Stored data
------------------------------
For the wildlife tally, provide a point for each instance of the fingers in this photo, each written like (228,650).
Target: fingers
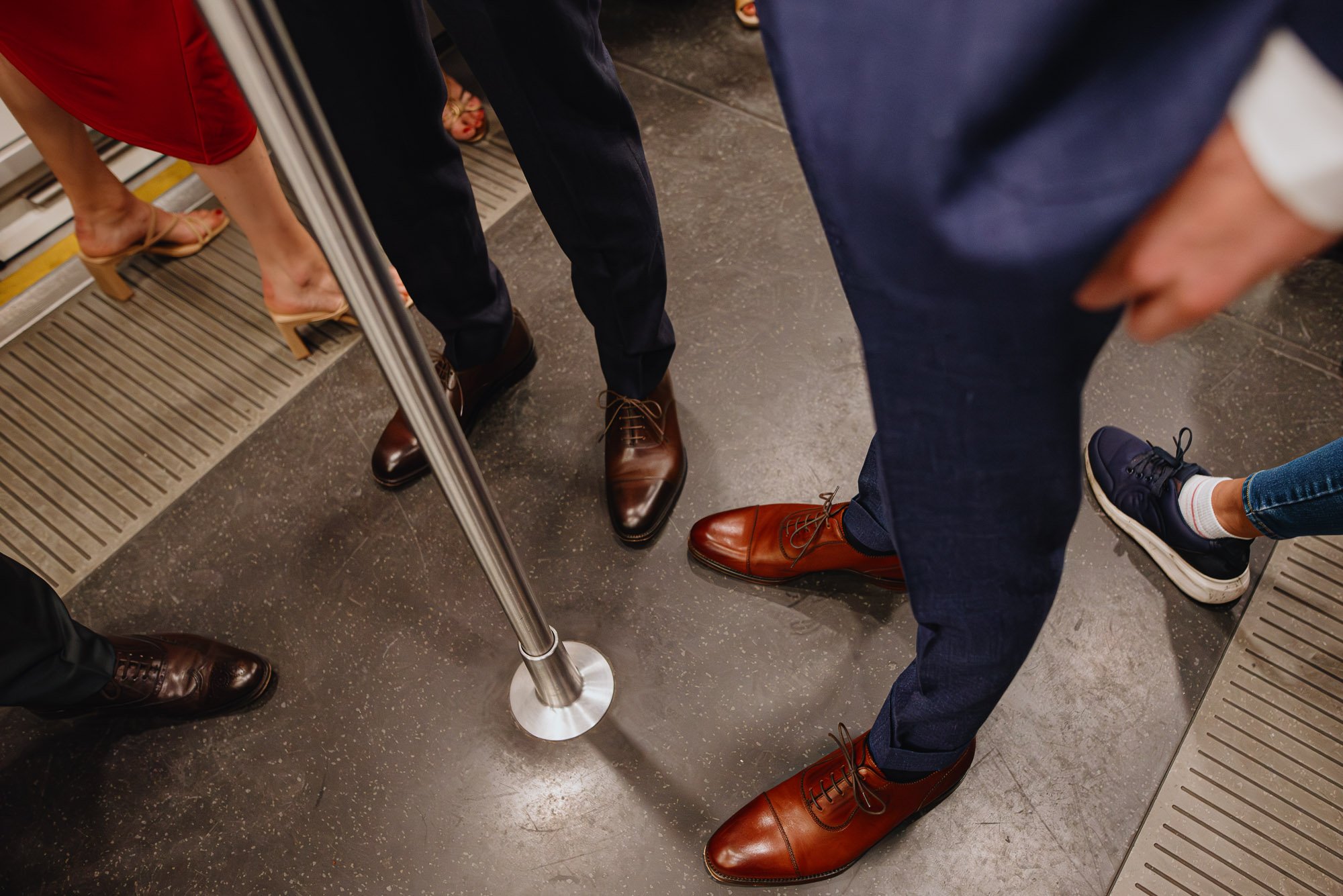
(1177,307)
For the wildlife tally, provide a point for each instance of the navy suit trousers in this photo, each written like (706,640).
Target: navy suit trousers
(553,83)
(974,161)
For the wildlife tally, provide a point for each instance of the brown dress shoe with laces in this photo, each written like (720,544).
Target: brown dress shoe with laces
(177,675)
(823,820)
(398,459)
(777,544)
(645,462)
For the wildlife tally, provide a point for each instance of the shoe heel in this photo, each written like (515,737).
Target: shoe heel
(108,279)
(295,341)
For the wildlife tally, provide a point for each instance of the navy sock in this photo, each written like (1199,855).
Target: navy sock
(855,544)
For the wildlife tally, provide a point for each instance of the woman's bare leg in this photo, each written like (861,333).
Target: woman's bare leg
(108,216)
(293,270)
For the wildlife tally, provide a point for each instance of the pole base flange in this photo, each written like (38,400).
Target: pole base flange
(563,724)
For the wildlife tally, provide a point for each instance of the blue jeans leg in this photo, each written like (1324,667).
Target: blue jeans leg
(1303,497)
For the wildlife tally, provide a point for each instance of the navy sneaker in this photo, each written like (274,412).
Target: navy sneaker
(1138,487)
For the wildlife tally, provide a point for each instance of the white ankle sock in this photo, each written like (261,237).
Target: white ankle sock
(1196,506)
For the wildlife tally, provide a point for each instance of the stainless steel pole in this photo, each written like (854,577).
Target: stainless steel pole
(563,689)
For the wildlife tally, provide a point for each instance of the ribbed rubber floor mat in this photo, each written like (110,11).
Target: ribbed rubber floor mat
(111,409)
(1254,803)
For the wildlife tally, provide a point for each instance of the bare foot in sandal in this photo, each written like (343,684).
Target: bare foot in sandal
(464,114)
(109,231)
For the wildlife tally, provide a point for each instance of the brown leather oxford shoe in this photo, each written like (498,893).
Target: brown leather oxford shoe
(398,459)
(178,675)
(645,462)
(777,544)
(823,820)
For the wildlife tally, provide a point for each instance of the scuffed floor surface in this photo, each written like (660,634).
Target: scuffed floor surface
(386,761)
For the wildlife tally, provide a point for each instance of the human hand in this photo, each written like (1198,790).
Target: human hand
(1215,234)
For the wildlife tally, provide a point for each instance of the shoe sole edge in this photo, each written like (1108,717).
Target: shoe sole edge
(491,396)
(891,584)
(1193,584)
(812,879)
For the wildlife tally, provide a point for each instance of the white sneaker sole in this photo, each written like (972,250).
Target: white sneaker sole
(1204,589)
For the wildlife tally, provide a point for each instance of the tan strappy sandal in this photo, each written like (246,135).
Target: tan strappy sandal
(289,323)
(456,107)
(749,20)
(104,267)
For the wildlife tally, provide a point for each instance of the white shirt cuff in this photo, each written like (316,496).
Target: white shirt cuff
(1289,114)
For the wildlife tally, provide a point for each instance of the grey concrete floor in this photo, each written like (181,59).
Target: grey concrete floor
(386,761)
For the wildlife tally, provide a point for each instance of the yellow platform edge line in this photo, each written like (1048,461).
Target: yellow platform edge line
(65,248)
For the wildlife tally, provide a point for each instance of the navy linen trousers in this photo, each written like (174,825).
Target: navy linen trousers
(974,161)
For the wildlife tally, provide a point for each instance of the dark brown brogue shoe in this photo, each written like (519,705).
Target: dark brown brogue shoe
(776,544)
(398,459)
(645,462)
(823,820)
(178,675)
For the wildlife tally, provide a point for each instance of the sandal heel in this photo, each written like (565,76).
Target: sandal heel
(108,279)
(295,341)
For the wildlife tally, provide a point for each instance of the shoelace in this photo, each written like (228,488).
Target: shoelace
(866,797)
(797,528)
(632,413)
(1158,464)
(445,370)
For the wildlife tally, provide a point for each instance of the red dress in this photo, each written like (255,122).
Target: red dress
(144,71)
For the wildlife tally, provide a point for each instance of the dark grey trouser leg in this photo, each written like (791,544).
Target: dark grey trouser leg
(46,658)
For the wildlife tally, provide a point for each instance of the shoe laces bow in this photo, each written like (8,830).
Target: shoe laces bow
(1158,464)
(864,796)
(633,415)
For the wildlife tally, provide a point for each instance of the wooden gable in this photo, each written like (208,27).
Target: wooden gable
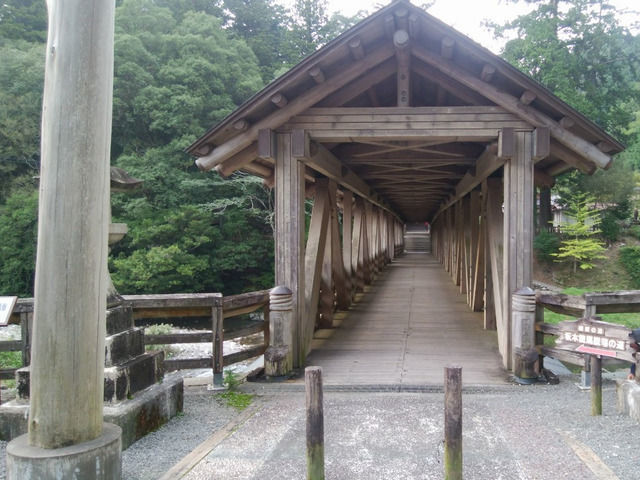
------------------------------
* WHAT YOU HAVE TO DO *
Using the data above, reproduce exactly the lines from the line that contains "Target: white ankle sock" through the line that contains "written like (498,893).", including both.

* ANSWER TO THIS TASK *
Target: white ankle sock
(1196,506)
For the wildlife tally, provide a point for each instance of the stainless steel pole in this photo, each written like (854,577).
Target: stainless steel pole
(563,689)
For the wildlife tally, provide a point for each instance of the ribbed rubber floor mat in this photo, each written like (110,11).
Target: ribbed rubber floor mat
(111,409)
(1254,803)
For the wildlife tally, provide a point for each instance of the bare foot in sandal in this photo, each written like (343,684).
Target: bare foot in sandal
(464,114)
(109,231)
For the wildlife tally, provide a point for each instance of the brown leather oxford shoe in this photo, each written like (498,893).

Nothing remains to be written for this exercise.